=== RECORDS FOR THIS TASK ===

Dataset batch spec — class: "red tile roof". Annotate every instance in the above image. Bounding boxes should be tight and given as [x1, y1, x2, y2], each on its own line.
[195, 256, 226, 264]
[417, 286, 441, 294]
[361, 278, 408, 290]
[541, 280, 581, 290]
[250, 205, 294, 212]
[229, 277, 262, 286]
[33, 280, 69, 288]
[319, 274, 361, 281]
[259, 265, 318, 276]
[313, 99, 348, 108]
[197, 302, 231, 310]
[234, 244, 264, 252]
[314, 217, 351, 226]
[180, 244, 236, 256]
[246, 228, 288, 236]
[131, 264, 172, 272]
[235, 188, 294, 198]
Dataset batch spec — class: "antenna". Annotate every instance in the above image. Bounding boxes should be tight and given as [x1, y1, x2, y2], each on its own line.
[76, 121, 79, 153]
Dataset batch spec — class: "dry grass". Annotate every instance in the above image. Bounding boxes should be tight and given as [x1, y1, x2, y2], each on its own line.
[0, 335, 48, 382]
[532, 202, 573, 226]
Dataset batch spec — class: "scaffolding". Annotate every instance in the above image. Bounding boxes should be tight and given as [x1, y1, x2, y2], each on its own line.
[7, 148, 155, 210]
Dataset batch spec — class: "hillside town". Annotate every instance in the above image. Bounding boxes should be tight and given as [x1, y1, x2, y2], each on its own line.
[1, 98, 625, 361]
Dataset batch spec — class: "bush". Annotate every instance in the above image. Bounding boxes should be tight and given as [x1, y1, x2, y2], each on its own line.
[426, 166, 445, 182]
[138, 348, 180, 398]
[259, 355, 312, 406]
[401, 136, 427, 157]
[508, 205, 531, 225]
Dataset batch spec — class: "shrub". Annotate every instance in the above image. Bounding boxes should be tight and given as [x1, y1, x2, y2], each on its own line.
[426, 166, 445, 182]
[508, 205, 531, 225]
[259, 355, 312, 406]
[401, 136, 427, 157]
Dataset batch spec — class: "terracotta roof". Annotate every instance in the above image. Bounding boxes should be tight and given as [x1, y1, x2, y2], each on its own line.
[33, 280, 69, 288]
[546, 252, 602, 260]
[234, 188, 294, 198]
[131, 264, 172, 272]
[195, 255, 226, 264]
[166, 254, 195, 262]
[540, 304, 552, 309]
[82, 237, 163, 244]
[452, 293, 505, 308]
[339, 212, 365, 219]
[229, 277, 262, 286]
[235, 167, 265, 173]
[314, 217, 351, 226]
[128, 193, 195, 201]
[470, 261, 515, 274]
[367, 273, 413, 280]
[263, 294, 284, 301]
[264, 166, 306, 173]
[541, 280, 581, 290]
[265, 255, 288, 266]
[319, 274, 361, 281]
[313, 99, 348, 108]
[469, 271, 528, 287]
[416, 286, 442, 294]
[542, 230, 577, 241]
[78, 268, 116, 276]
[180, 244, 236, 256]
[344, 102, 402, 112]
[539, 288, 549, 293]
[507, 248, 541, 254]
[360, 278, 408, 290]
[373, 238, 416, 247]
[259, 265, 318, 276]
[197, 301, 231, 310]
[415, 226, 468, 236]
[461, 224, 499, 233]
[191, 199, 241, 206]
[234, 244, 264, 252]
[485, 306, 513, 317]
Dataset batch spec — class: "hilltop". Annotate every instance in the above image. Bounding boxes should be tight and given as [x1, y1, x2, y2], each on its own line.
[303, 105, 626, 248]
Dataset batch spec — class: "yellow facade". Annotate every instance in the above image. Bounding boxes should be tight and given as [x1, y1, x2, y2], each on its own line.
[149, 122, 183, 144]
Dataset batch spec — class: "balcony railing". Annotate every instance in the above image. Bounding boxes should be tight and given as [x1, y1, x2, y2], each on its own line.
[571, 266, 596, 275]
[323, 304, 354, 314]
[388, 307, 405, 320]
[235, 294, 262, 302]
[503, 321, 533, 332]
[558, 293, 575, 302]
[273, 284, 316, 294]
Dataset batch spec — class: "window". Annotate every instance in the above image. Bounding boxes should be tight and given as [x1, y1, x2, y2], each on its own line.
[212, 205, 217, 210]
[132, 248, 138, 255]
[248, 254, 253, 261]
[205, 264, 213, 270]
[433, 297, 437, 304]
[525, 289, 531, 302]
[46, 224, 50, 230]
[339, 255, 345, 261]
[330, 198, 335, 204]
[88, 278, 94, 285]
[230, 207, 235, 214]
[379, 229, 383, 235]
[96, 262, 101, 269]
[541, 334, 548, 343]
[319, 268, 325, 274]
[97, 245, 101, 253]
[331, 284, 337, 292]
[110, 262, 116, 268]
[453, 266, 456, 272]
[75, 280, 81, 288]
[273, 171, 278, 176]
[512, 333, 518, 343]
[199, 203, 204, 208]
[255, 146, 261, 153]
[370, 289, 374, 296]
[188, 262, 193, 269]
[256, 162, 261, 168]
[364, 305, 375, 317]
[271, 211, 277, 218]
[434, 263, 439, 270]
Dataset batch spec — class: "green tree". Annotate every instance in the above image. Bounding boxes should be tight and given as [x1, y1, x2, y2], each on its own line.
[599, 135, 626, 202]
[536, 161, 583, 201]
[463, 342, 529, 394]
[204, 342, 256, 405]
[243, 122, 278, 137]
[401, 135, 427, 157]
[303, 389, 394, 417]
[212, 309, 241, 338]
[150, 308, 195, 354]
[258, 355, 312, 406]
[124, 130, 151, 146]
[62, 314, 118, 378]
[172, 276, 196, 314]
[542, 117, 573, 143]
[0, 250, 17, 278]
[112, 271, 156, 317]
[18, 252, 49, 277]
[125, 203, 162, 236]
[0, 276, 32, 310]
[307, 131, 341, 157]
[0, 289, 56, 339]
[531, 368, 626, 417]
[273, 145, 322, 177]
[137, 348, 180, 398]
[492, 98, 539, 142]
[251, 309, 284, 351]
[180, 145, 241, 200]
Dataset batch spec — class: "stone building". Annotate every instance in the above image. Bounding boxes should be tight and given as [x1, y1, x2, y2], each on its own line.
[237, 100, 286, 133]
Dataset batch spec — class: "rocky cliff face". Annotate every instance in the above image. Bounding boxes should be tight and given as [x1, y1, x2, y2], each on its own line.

===

▸ **TO DO**:
Print the data in full, with each line exactly as given.

▸ **EXPECTED ANSWER**:
Dataset batch spec — class: "red tile roof". Annotate every instance in the above image. Bounding boxes should be tight and given as [x1, y1, x2, y2], each on its own line.
[195, 256, 226, 264]
[417, 286, 441, 294]
[361, 278, 408, 290]
[541, 280, 581, 290]
[250, 205, 294, 212]
[229, 277, 262, 286]
[33, 280, 69, 288]
[319, 274, 361, 281]
[259, 265, 318, 276]
[313, 99, 348, 108]
[197, 302, 231, 310]
[234, 244, 264, 252]
[314, 217, 351, 226]
[180, 244, 236, 256]
[246, 228, 288, 236]
[131, 264, 172, 272]
[235, 188, 294, 198]
Dataset batch spec — class: "antenna". Annotate every instance in the above image. Bounding boxes should be tight and given as [x1, y1, x2, y2], each on its own line.
[76, 121, 79, 153]
Dataset batch spec — class: "dry grass". Annotate every instance in the above image. Bounding boxes should be tight and given as [x1, y1, x2, y2], each on its own line.
[0, 335, 48, 382]
[532, 202, 573, 226]
Dataset batch spec — class: "scaffolding". Annotate every instance in the above image. Bounding boxes should be tight and given as [x1, y1, x2, y2], each on its own line.
[7, 148, 155, 210]
Dataset batch spec — class: "hillside town". Annotate every instance in the above image. Bounding boxes should be tight and given as [x1, y1, x2, y2], each on its own line.
[1, 98, 625, 361]
Dataset batch spec — class: "bush". Annotate every instance in the above image. Bounding boxes should be tight and given as [x1, y1, x2, y2], each on its own line.
[426, 166, 445, 182]
[138, 348, 180, 398]
[259, 355, 312, 406]
[401, 136, 427, 157]
[508, 205, 531, 225]
Dataset batch spec — class: "shrub". Annotate every instance in the above image. Bounding boxes should be tight and given as [x1, y1, x2, y2], each on its own line.
[426, 166, 445, 182]
[508, 205, 531, 225]
[259, 355, 312, 406]
[401, 136, 427, 157]
Dataset batch spec — class: "terracotta roof". Annotate every instance in the above image. Bounding boxes should be tight and given as [x1, y1, x2, y2], each on its own line.
[33, 280, 69, 288]
[546, 252, 602, 260]
[234, 188, 294, 198]
[131, 264, 172, 272]
[195, 255, 226, 264]
[166, 254, 195, 262]
[540, 304, 552, 309]
[82, 237, 163, 244]
[452, 293, 505, 308]
[339, 212, 365, 219]
[229, 277, 262, 286]
[235, 167, 265, 173]
[314, 217, 351, 226]
[128, 193, 195, 201]
[470, 261, 515, 274]
[367, 273, 413, 280]
[263, 294, 284, 301]
[264, 166, 306, 173]
[541, 280, 581, 290]
[265, 255, 288, 266]
[319, 274, 361, 281]
[313, 99, 348, 108]
[469, 271, 528, 287]
[416, 286, 442, 294]
[542, 230, 577, 241]
[78, 268, 116, 276]
[180, 244, 236, 256]
[344, 102, 402, 112]
[539, 288, 549, 293]
[507, 248, 541, 254]
[360, 278, 408, 290]
[373, 238, 416, 247]
[259, 265, 318, 276]
[197, 301, 231, 310]
[415, 226, 468, 236]
[461, 224, 499, 233]
[191, 199, 241, 206]
[234, 244, 264, 252]
[485, 306, 513, 317]
Dataset batch spec — class: "hilltop". Annotate every instance in the above image. Bounding boxes should be tight and given as [x1, y1, x2, y2], each on its own line.
[303, 105, 626, 248]
Dataset batch spec — class: "yellow facade". Annotate every instance in the above image. Bounding boxes should be tight and given as [x1, y1, x2, y2], each on its own line.
[149, 122, 183, 144]
Dataset batch spec — class: "balcony railing". Annotate every instance in the above image. Bounding boxes should be tight and given as [x1, y1, x2, y2], each on its own line.
[571, 266, 596, 275]
[323, 304, 354, 314]
[388, 307, 405, 320]
[235, 294, 262, 302]
[503, 321, 533, 332]
[558, 293, 575, 302]
[273, 284, 316, 294]
Dataset batch spec — class: "window". Annotate every instance in the above image. Bounding boxes should be tight and given as [x1, y1, x2, y2], each on its own line.
[212, 205, 217, 210]
[132, 248, 138, 255]
[248, 254, 253, 261]
[205, 264, 213, 270]
[433, 297, 437, 304]
[525, 289, 531, 302]
[46, 224, 50, 230]
[339, 255, 345, 261]
[330, 198, 335, 204]
[88, 278, 94, 285]
[230, 207, 235, 214]
[379, 229, 383, 235]
[96, 262, 101, 269]
[541, 334, 548, 343]
[319, 268, 325, 274]
[97, 245, 101, 253]
[331, 284, 337, 292]
[110, 262, 116, 268]
[453, 266, 456, 272]
[75, 280, 81, 288]
[273, 171, 278, 176]
[512, 333, 518, 343]
[199, 203, 204, 208]
[255, 146, 261, 153]
[370, 289, 374, 296]
[188, 262, 193, 269]
[256, 162, 261, 168]
[364, 305, 375, 317]
[271, 211, 277, 218]
[434, 263, 439, 270]
Dataset batch spec — class: "green tree". Annotate every instance in the above image. Bounding boxes should be tight and given as [x1, y1, x2, y2], each on its own line.
[599, 135, 626, 202]
[536, 161, 583, 201]
[463, 342, 529, 394]
[204, 342, 256, 405]
[243, 122, 278, 137]
[401, 135, 427, 157]
[303, 389, 394, 417]
[212, 309, 241, 338]
[150, 308, 195, 354]
[258, 355, 312, 406]
[124, 130, 151, 146]
[62, 314, 118, 378]
[172, 276, 196, 314]
[542, 117, 573, 143]
[0, 250, 17, 278]
[112, 271, 156, 317]
[18, 252, 49, 277]
[125, 203, 162, 236]
[0, 276, 32, 310]
[307, 131, 341, 157]
[0, 289, 56, 339]
[531, 368, 626, 417]
[273, 145, 322, 177]
[137, 348, 180, 398]
[492, 98, 539, 142]
[251, 309, 284, 351]
[180, 145, 241, 200]
Dataset batch spec — class: "stone building". Annotate every instance in the above image. Bounding boxes should be tight and given as [x1, y1, x2, y2], each on its own line.
[237, 100, 286, 133]
Dataset batch spec — class: "rocky cliff face". Annotate every instance in the above image. Bounding boxes should be tight and given as [x1, y1, x2, y2], each on its own line.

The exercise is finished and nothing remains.